#### WHAT IS NEEDED:
All records after this line are to be returned verbatim.

»»

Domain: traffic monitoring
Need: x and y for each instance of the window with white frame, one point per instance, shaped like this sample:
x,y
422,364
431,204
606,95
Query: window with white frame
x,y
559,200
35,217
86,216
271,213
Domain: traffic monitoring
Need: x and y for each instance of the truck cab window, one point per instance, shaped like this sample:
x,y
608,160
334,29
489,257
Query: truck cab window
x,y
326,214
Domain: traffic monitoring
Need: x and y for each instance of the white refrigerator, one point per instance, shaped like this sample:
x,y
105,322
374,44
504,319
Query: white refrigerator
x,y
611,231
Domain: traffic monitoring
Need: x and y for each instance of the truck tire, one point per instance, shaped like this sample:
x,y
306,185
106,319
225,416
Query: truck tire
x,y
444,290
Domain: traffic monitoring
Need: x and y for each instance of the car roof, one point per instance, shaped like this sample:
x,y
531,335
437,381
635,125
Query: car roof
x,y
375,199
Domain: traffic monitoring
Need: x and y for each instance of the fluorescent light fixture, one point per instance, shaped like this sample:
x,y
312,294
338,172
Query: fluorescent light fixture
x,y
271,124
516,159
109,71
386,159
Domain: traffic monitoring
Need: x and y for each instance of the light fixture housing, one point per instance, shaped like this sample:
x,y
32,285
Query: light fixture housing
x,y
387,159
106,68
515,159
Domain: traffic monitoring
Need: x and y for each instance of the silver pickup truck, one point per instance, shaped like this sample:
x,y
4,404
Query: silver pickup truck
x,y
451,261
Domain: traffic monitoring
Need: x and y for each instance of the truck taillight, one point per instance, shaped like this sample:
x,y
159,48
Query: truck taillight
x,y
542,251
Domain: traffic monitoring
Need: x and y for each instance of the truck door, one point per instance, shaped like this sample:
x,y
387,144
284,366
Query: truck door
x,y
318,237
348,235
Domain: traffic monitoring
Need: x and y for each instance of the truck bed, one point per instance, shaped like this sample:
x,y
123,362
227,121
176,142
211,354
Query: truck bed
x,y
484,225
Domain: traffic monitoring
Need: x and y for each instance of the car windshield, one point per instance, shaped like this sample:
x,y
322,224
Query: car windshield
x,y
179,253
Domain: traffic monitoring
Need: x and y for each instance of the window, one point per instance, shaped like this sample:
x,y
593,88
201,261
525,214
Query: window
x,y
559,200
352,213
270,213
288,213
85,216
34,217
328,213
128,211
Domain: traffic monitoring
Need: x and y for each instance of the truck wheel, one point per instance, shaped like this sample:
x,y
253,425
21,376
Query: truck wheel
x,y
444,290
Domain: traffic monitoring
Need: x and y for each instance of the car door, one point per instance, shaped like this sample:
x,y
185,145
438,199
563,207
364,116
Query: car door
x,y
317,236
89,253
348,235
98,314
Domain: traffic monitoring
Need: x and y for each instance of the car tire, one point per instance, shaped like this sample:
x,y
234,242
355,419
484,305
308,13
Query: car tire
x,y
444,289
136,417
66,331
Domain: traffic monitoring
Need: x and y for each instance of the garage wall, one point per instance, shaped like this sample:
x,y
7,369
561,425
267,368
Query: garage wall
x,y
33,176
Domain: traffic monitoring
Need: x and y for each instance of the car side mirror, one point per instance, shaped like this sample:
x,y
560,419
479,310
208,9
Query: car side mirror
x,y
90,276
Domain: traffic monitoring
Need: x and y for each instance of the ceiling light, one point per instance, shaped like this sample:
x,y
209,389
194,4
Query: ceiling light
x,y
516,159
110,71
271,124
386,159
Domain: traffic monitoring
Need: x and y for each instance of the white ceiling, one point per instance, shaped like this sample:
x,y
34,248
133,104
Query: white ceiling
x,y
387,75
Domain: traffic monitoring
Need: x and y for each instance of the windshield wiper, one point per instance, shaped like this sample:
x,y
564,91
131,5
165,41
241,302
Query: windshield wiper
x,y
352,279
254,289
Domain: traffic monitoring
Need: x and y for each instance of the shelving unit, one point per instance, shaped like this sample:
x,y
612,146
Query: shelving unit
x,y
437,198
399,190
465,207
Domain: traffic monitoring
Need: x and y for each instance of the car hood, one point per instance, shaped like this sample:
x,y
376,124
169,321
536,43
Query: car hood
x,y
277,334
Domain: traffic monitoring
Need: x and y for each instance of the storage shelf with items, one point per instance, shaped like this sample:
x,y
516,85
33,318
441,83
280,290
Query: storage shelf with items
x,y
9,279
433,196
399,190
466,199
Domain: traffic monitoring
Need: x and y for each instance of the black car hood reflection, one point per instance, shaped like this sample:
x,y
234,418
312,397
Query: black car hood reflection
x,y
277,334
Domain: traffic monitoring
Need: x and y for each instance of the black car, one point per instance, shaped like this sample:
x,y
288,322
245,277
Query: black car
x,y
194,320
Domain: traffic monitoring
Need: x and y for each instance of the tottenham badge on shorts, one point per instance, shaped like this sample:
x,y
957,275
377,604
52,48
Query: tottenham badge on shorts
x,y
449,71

««

#### TASK ANSWER:
Domain: traffic monitoring
Need: x and y for each instance of the window with white frame, one point per instance, shaped like this sample:
x,y
422,364
431,204
606,95
Query: window with white frame
x,y
559,200
35,217
86,216
271,213
Domain: traffic monitoring
Need: x and y for each instance of the truck cab window, one point per instance, shaped like this sample:
x,y
608,160
334,29
489,257
Query: truck cab window
x,y
326,214
Domain: traffic monitoring
Need: x and y for each instance of the white refrigerator, one point per instance, shaped like this sample:
x,y
105,322
374,44
504,319
Query: white refrigerator
x,y
611,231
Domain: traffic monitoring
Need: x and y for each instance of the truck tire, one point per instance, shaped like this sample:
x,y
306,185
106,319
225,416
Query: truck tire
x,y
444,290
Domain: traffic monitoring
Need: x and y for each instance of the car roof, one point per instance, shaped like this sample:
x,y
531,335
437,381
635,125
Query: car roof
x,y
375,199
Domain: traffic monitoring
Need: x and y for each instance of the fluorescent light fixture, one point per instance, shaped like this sample:
x,y
312,294
338,172
Query: fluorescent light fixture
x,y
271,124
516,159
109,71
386,159
Domain: traffic monitoring
Need: x and y for each instance of the light fixture housing, one point per instance, shaped like this sample:
x,y
32,285
Query: light fixture housing
x,y
387,159
106,68
515,159
Domain: traffic monitoring
Need: x and y for each instance of the silver pickup truck, one point per instance, shaped like this sample:
x,y
4,404
Query: silver pickup truck
x,y
451,261
Domain: traffic monitoring
Need: x and y for each instance of the truck taillight, one point per instance, shaped like this sample:
x,y
159,48
Query: truck taillight
x,y
542,251
Domain: traffic monitoring
Need: x and y for each instance of the truck door, one point per instance, shaped like this sample:
x,y
387,144
284,366
Query: truck door
x,y
318,237
348,235
Domain: traffic monitoring
Need: x and y for each instance of the truck bed, one point per instance, shaped like this sample:
x,y
123,362
227,121
176,142
211,354
Query: truck bed
x,y
484,225
Domain: traffic monitoring
Need: x and y for each instance of the car windshield, one point per instance, shaped like this sample:
x,y
322,224
Query: car windshield
x,y
179,253
Domain: traffic monitoring
Need: x and y for each instance of the window, one point per instance, shaped like this sample:
x,y
593,88
201,261
525,214
Query: window
x,y
559,200
352,213
270,213
288,213
85,216
34,217
328,213
128,211
Domain: traffic monitoring
Need: x and y for each instance of the truck wheel, one point per instance, shaped like this sample:
x,y
253,425
21,376
Query: truck wheel
x,y
444,290
Domain: traffic monitoring
Need: x and y for each instance of the car door, one point per instance, shaped like this sample:
x,y
185,145
438,199
563,207
364,116
Query: car door
x,y
317,236
89,253
348,235
98,314
Domain: traffic monitoring
Need: x and y for each instance of the car tire, one point per instance, shaped like this sample:
x,y
234,242
355,419
484,305
308,13
Query: car tire
x,y
444,289
136,417
66,331
Domain: traffic monitoring
Need: x and y for each instance of the garage wall, one point per instance, shaped like this sample:
x,y
7,369
561,425
267,368
Query: garage wall
x,y
33,176
Domain: traffic monitoring
Need: x and y for each instance of the car side mirror, one point per instance, shaped like this sample:
x,y
560,419
479,310
208,9
Query: car side mirror
x,y
90,276
Domain: traffic monitoring
Need: x and y for each instance of the ceiling light, one point per instance, shaped like this sample:
x,y
209,389
194,4
Query: ceiling light
x,y
516,159
110,71
271,124
386,159
Domain: traffic monitoring
Need: x and y for each instance of the white ceiling, one point per instance, shaped like this sample:
x,y
34,248
133,104
Query: white ceiling
x,y
387,75
Domain: traffic monitoring
Need: x and y for each instance of the windshield wiper, one point per instance, shaped like this sample:
x,y
564,91
131,5
165,41
241,302
Query: windshield wiper
x,y
352,279
254,289
Domain: traffic monitoring
Need: x and y for each instance of the shelving unit, one point per instance, shaped like this sample:
x,y
612,146
Query: shelving unit
x,y
437,198
399,190
465,207
Domain: traffic monitoring
Need: x and y for each instance of the car hood, one point per instance, shaped like this sample:
x,y
376,124
169,321
536,43
Query: car hood
x,y
277,334
Domain: traffic monitoring
Need: x and y for each instance of the storage shelf with items, one point per instance, shaped like this sample:
x,y
516,85
33,318
441,83
280,290
Query: storage shelf with items
x,y
9,279
433,196
399,190
466,199
Domain: traffic monitoring
Need: x and y for each instance of the black car hood reflection, one point per instance, shaped like this sample:
x,y
234,418
312,397
Query: black car hood reflection
x,y
277,334
Domain: traffic monitoring
Need: x and y for each instance of the black car, one point per instance, shaped like this sample:
x,y
288,322
245,277
Query: black car
x,y
194,320
Domain: traffic monitoring
Need: x and y for each instance of the tottenham badge on shorts, one point per instance, shaped like this sample:
x,y
957,275
377,604
52,48
Query: tottenham badge on shorts
x,y
449,71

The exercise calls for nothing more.